[Dataset entries]
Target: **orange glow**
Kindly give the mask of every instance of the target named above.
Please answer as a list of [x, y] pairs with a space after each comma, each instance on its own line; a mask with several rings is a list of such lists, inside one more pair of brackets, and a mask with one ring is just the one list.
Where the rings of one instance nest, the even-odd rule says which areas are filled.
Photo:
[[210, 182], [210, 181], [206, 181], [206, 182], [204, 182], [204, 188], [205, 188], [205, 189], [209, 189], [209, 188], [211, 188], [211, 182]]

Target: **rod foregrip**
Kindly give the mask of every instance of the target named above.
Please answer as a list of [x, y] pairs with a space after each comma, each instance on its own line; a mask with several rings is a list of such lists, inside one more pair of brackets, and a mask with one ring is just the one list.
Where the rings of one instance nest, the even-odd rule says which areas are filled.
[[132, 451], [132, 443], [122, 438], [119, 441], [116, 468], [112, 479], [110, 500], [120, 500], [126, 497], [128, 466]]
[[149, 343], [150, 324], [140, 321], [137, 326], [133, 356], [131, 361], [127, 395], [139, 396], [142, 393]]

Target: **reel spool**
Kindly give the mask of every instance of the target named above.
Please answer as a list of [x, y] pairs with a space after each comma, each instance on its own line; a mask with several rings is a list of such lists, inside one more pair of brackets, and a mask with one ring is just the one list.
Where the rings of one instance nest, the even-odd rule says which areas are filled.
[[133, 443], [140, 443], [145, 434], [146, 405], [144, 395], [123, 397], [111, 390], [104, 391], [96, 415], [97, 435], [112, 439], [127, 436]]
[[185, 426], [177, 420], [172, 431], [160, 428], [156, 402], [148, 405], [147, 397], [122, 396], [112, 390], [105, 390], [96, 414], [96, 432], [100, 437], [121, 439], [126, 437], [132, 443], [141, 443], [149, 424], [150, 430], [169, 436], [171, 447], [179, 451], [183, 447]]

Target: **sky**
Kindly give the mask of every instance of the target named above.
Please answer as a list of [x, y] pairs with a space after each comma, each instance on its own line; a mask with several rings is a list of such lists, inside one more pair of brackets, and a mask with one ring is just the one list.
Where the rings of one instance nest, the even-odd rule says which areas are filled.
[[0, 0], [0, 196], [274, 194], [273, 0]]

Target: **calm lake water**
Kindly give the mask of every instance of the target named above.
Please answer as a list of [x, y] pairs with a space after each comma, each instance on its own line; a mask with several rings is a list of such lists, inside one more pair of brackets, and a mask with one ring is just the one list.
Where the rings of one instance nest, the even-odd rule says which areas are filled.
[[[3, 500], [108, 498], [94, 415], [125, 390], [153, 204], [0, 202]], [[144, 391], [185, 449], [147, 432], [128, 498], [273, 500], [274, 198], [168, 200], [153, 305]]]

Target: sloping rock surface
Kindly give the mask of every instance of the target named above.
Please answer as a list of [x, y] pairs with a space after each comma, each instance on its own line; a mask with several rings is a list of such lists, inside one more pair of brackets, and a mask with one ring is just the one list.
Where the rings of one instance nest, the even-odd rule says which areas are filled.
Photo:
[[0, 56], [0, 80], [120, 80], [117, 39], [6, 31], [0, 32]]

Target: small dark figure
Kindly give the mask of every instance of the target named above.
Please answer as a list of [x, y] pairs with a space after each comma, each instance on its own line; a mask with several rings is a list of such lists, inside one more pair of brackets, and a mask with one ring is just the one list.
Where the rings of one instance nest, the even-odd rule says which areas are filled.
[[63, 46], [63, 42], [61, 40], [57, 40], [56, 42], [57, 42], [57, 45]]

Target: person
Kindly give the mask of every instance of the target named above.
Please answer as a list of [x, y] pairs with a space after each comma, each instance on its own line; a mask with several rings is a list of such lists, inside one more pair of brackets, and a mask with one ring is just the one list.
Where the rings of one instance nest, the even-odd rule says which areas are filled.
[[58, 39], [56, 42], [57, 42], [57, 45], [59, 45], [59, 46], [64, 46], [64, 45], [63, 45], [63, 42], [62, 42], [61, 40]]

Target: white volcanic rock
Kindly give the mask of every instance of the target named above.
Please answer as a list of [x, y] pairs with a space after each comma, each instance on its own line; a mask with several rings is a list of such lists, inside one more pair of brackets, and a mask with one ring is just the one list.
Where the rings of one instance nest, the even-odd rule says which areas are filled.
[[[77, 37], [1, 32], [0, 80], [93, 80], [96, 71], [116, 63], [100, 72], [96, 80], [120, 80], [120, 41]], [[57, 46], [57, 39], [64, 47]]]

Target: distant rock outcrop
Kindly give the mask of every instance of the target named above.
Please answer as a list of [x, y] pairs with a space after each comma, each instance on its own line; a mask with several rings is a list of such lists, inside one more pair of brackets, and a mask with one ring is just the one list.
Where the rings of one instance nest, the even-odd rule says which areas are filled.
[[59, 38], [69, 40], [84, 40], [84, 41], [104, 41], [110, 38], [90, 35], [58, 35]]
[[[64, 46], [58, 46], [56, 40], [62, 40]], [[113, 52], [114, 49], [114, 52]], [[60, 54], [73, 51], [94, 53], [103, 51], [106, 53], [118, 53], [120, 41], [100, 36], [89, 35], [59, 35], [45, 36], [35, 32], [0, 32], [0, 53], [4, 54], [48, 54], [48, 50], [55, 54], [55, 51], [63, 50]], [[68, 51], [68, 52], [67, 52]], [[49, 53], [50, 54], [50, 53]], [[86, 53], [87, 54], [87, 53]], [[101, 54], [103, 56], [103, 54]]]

- **Task brief**
Retype all the data verbatim.

- **Exercise solution**
Target: **orange glow**
Kindly give the mask of every instance of the target named above.
Please answer as a list of [x, y] pairs with a space after each comma, each instance on its own line; a mask with several rings is a list of such lists, inside one more pair of brackets, and a mask with one ring is just the one list.
Where the rings of one instance nest, the even-odd rule says which areas are filled.
Photo:
[[210, 182], [210, 181], [206, 181], [206, 182], [204, 182], [204, 188], [205, 188], [205, 189], [209, 189], [209, 188], [211, 188], [211, 182]]

Target: **rod foregrip**
Kindly give the mask of every instance of the target named above.
Please answer as a list of [x, y] pairs with a space after each comma, each instance on its own line; a mask with several rings is a list of such lists, inside one more pair of brackets, and a mask with one ring is just the one list.
Where the rings of one instance nest, the even-odd rule says which areas are filled.
[[132, 451], [132, 443], [122, 438], [119, 441], [116, 468], [112, 479], [110, 500], [120, 500], [126, 497], [128, 466]]
[[149, 343], [150, 324], [140, 321], [137, 326], [133, 356], [131, 361], [127, 395], [139, 396], [142, 393]]

Target: **reel spool**
Kindly give the mask of every instance of the target named above.
Please answer as a list of [x, y] pairs with a space after each comma, each instance on its own line; a mask with several rings is a list of such lists, inside one more pair of brackets, and a mask with one ring is just the one list.
Where the rings of one instance nest, the even-odd rule says which areas are filled.
[[133, 443], [140, 443], [145, 434], [146, 405], [144, 395], [123, 397], [111, 390], [104, 391], [96, 415], [97, 435], [112, 439], [127, 436]]
[[185, 426], [177, 420], [172, 431], [160, 428], [156, 402], [148, 405], [147, 397], [122, 396], [112, 390], [105, 390], [96, 414], [96, 432], [100, 437], [121, 439], [126, 437], [132, 443], [141, 443], [149, 424], [150, 430], [169, 436], [171, 447], [179, 451], [183, 447]]

Target: **sky**
Kindly give the mask of every instance of the target named above.
Please answer as a list of [x, y] pairs with a space after each comma, each instance on its own line; a mask with several rings is a list of such lists, inside one more pair of brackets, and a mask with one ring is just the one list.
Where the rings of one instance nest, the even-odd rule says which areas are filled.
[[0, 0], [0, 196], [274, 194], [273, 0]]

Target: **calm lake water**
Kindly give the mask of every instance of the target named above.
Please answer as a list of [x, y] pairs with a space after each comma, each instance on its own line; a mask with several rings is a list of such lists, inside one more pair of brackets, and a mask with one ring is just the one list.
Where the rings of one instance nest, the even-odd rule says which areas are filled.
[[[3, 500], [108, 498], [94, 415], [125, 390], [153, 204], [0, 202]], [[144, 391], [185, 449], [147, 432], [128, 498], [273, 500], [274, 198], [168, 200], [153, 305]]]

Target: sloping rock surface
Kindly give the mask of every instance of the target named above.
Please answer as a list of [x, y] pairs with a space after each comma, each instance on its own line; a mask with several rings is a list of such lists, inside one more pair of brackets, and a mask with one ring is just the one list.
Where the rings of one instance nest, the even-odd rule says which areas are filled.
Photo:
[[0, 56], [0, 80], [120, 80], [117, 39], [6, 31], [0, 32]]

Target: small dark figure
Kindly give the mask of every instance of the target named above.
Please answer as a list of [x, y] pairs with a space after each comma, each instance on its own line; a mask with several rings is a list of such lists, inside one more pair of brackets, and a mask with one ring is just the one list.
Where the rings of one instance nest, the even-odd rule says which areas are filled.
[[63, 46], [63, 42], [61, 40], [57, 40], [56, 42], [57, 42], [57, 45]]

Target: person
Kindly give the mask of every instance of the target named above.
Please answer as a list of [x, y] pairs with a space after each comma, each instance on its own line; a mask with several rings is a list of such lists, inside one more pair of brackets, and a mask with one ring is just the one list.
Where the rings of one instance nest, the even-odd rule says which areas are filled.
[[58, 39], [56, 42], [57, 42], [57, 45], [59, 45], [59, 46], [64, 46], [64, 45], [63, 45], [63, 42], [62, 42], [61, 40]]

Target: white volcanic rock
Kindly give the mask of every instance of the target named above.
Please answer as a list of [x, y] pairs with a space after each comma, each instance on its own line; a mask with several rings is a list of such lists, inside one more pair of brackets, and a mask with one ring is just the one list.
Where the rings of one instance nest, the even-odd rule says which areas are filled.
[[[77, 37], [1, 32], [0, 80], [93, 80], [96, 71], [116, 63], [100, 72], [96, 80], [120, 80], [120, 41]], [[57, 46], [57, 39], [64, 47]]]

Target: distant rock outcrop
Kindly give the mask of every instance of the target named above.
Please answer as a list of [x, y] pairs with a space after each comma, each instance on its own line; a mask with several rings is a list of such lists, inside one more pair of brackets, and a mask with one ring is just the one list.
Where the rings of one instance nest, the even-odd rule says which areas are filled.
[[59, 38], [69, 40], [84, 40], [84, 41], [104, 41], [110, 38], [90, 35], [58, 35]]
[[[64, 46], [58, 46], [56, 40], [62, 40]], [[113, 52], [114, 49], [114, 52]], [[60, 54], [73, 51], [94, 53], [103, 51], [106, 53], [118, 53], [120, 41], [100, 36], [89, 35], [59, 35], [45, 36], [35, 32], [0, 32], [0, 53], [4, 54], [48, 54], [48, 50], [55, 54], [55, 51], [63, 50]], [[68, 51], [68, 52], [67, 52]], [[49, 53], [50, 54], [50, 53]], [[86, 53], [87, 54], [87, 53]], [[101, 54], [103, 56], [103, 54]]]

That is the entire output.